__DATA FOR PROCESSING__:
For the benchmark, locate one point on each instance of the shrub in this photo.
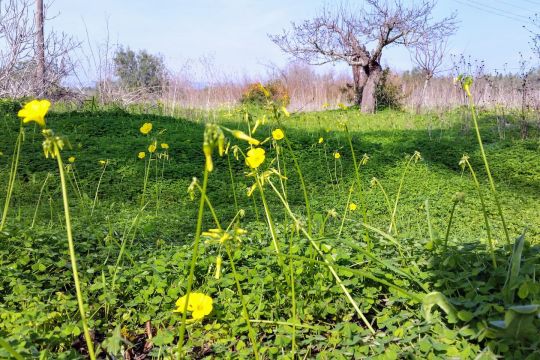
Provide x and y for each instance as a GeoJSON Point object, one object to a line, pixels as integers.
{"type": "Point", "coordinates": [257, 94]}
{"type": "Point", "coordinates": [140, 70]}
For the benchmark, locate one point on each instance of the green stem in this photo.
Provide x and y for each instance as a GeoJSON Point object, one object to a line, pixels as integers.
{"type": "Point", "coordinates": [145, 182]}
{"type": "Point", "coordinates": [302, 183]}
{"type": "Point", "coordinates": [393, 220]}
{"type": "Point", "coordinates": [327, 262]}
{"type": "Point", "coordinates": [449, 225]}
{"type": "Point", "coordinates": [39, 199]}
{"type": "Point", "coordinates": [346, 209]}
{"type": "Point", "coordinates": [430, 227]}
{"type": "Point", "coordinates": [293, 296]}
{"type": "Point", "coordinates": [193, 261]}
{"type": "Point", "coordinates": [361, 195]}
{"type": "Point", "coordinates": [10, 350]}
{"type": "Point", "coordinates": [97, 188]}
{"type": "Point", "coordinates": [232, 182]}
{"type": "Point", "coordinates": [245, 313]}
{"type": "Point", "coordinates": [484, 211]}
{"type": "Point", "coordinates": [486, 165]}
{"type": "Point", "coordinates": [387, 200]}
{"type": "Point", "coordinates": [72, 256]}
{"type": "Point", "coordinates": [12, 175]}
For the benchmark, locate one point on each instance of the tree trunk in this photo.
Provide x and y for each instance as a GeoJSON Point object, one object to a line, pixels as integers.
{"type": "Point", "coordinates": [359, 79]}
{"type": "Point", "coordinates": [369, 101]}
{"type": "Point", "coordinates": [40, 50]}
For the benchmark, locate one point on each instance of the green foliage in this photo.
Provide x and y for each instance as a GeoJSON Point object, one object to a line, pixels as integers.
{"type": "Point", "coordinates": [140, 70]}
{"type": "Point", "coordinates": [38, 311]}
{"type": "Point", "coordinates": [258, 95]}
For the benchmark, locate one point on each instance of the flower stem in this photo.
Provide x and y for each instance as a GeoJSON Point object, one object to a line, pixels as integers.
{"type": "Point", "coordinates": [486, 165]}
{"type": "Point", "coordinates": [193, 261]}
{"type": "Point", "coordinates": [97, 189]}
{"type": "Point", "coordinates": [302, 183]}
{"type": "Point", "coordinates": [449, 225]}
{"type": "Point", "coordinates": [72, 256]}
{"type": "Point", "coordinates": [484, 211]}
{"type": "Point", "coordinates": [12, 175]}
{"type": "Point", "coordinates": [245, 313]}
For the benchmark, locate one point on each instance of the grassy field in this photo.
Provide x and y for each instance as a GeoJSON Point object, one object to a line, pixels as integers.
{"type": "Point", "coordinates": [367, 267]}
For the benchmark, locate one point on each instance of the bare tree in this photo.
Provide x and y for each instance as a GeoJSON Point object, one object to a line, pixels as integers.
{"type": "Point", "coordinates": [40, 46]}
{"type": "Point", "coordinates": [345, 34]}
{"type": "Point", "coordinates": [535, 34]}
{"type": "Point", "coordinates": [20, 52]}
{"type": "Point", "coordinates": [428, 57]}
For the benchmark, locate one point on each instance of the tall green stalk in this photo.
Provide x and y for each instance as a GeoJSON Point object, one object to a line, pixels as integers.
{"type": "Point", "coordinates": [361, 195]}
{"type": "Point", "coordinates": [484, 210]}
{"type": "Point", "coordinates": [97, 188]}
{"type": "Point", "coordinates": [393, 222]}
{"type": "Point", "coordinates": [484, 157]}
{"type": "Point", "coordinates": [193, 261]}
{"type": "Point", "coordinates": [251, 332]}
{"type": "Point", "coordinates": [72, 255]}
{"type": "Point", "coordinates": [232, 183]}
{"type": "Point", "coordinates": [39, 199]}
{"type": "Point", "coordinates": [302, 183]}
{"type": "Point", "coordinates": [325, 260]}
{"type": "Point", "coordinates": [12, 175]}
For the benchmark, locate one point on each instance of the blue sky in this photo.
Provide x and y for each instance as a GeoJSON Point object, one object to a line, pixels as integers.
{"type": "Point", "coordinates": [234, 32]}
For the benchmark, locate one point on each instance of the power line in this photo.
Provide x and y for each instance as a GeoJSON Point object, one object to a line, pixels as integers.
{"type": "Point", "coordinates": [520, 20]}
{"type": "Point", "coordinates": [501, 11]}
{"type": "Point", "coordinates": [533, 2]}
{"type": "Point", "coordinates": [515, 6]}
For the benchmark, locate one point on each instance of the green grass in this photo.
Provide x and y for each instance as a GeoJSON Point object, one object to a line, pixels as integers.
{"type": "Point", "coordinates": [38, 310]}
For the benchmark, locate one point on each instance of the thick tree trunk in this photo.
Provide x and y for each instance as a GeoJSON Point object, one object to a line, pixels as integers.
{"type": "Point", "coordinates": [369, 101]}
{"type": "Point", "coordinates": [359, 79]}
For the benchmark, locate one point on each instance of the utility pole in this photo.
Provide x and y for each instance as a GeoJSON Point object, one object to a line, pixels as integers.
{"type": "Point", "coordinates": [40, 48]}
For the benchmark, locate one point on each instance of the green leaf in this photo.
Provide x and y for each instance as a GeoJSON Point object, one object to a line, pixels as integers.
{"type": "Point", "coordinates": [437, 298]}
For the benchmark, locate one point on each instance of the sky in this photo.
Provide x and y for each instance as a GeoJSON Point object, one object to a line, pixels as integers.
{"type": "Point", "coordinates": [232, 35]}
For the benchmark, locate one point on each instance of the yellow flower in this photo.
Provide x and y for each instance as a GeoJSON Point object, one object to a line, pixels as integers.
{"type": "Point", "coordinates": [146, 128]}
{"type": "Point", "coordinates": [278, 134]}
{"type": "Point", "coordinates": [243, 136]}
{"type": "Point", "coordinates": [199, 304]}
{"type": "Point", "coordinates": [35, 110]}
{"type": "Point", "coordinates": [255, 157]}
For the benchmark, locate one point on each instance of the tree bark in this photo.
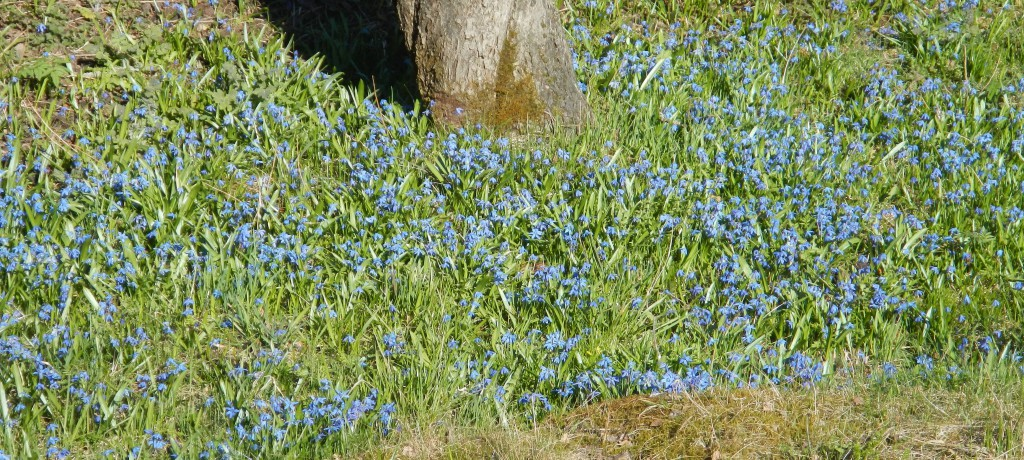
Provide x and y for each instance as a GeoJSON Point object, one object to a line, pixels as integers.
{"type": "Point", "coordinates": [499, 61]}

...

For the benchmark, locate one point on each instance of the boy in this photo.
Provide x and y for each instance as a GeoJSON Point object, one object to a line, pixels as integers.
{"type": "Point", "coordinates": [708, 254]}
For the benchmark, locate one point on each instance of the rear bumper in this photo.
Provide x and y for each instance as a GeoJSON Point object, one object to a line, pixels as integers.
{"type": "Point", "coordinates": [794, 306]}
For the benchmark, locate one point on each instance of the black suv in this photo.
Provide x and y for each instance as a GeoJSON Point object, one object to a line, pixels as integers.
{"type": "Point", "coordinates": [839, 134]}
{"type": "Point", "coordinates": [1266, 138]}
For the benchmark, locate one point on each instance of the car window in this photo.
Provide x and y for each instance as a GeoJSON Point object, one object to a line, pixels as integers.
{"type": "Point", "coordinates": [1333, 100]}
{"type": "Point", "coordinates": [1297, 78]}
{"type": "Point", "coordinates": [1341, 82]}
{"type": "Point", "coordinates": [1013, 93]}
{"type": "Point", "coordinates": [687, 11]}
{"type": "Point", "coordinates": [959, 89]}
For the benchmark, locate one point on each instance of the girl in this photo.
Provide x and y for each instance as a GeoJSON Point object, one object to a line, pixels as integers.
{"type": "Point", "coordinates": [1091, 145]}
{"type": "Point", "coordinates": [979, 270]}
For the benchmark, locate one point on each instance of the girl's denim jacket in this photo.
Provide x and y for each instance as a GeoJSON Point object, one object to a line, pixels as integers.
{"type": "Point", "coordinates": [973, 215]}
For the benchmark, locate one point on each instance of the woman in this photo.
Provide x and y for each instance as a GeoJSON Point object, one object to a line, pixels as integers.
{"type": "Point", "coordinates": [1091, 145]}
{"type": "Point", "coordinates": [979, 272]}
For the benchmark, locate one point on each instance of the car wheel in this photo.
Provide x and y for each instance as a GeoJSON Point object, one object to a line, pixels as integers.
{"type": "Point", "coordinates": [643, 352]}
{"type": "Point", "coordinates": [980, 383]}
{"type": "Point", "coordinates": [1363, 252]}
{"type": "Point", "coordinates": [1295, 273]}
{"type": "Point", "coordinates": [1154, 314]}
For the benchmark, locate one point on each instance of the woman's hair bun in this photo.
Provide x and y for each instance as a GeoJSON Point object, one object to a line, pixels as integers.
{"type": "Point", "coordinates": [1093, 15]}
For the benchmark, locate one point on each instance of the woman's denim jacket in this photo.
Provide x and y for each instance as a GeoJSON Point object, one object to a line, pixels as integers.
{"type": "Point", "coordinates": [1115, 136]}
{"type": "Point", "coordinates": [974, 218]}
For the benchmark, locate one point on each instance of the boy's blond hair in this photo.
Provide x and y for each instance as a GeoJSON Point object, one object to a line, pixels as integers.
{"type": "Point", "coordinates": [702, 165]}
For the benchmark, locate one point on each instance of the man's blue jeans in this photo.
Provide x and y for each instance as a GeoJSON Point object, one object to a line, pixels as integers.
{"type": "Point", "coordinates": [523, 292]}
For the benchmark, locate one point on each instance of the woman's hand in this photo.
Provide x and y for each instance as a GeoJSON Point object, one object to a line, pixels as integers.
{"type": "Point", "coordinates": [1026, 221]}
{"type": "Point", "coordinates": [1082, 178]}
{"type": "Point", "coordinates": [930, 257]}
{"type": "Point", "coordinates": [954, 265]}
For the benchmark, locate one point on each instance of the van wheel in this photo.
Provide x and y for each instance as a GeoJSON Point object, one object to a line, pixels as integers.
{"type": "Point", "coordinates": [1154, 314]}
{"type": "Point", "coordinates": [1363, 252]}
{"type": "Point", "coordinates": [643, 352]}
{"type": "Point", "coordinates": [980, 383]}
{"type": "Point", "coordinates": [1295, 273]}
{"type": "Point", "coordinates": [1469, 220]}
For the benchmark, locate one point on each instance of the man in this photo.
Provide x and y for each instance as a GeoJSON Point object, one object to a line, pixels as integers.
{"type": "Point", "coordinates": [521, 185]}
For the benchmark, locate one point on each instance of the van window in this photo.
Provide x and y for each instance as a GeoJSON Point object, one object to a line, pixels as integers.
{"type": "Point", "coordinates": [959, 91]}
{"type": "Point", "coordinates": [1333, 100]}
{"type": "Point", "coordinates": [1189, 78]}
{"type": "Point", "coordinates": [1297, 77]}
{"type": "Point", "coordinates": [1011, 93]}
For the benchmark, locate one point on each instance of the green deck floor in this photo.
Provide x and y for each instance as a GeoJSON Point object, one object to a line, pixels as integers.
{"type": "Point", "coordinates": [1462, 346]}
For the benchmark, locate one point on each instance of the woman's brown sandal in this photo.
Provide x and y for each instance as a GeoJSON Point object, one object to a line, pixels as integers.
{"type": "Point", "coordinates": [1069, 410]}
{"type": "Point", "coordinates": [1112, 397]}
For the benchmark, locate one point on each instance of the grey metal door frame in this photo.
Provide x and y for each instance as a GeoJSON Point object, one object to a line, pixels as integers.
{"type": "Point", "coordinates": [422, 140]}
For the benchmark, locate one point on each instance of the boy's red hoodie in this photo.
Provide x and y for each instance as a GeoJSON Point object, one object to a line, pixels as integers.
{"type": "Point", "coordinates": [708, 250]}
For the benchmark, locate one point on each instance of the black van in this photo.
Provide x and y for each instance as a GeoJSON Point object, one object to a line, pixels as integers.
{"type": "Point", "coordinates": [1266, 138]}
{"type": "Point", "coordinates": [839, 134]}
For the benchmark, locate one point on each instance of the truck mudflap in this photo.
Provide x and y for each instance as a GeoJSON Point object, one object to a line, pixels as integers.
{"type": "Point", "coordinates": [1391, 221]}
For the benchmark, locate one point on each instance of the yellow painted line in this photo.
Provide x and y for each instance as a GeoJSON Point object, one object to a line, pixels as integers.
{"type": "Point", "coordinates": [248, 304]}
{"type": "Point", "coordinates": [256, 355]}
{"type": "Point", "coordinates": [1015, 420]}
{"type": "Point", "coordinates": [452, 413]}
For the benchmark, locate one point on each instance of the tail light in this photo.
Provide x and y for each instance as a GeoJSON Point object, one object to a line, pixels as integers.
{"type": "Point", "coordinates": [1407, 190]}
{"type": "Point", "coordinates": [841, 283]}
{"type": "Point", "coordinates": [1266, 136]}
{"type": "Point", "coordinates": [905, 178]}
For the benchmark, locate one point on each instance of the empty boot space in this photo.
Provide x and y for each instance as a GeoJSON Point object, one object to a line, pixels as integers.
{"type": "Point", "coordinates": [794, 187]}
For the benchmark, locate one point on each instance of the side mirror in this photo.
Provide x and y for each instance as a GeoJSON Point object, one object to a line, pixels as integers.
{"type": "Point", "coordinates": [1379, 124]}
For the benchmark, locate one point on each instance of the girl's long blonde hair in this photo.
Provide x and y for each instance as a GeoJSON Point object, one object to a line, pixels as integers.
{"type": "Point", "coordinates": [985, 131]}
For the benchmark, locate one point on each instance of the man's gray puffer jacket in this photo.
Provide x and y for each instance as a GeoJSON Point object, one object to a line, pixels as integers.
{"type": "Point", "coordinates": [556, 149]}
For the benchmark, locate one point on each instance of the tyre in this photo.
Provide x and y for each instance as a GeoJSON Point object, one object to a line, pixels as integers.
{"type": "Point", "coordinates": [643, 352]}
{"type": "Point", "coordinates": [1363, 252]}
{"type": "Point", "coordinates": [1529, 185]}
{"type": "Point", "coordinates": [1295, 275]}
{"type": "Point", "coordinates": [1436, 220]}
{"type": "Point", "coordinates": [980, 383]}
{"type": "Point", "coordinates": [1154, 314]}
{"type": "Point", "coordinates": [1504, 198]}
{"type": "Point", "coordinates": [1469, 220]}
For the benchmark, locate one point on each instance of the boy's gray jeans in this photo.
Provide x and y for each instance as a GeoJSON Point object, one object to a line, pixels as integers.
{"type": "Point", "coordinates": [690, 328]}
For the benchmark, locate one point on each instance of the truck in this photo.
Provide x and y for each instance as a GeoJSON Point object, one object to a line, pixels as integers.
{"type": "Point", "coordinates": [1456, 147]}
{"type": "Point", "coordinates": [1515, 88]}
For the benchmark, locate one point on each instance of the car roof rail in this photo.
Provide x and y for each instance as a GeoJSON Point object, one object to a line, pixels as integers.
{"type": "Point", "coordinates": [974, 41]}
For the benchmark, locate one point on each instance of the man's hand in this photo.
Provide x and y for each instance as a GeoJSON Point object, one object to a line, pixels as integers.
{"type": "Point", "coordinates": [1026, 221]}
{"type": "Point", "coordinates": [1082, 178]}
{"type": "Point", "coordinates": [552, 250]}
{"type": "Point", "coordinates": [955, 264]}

__WORK INSTRUCTIONS__:
Pull out every line in the rows above that contains the word "hair", and copy each one as it appears.

__EXPECTED ANSWER__:
For the benchmark, locate one point on each instance of the woman's hair bun in this photo.
For the benchmark, locate one point on each instance of the boy's blond hair in this photo.
For the benchmark, locate one point on each instance of the girl's long blonde hair in this photo.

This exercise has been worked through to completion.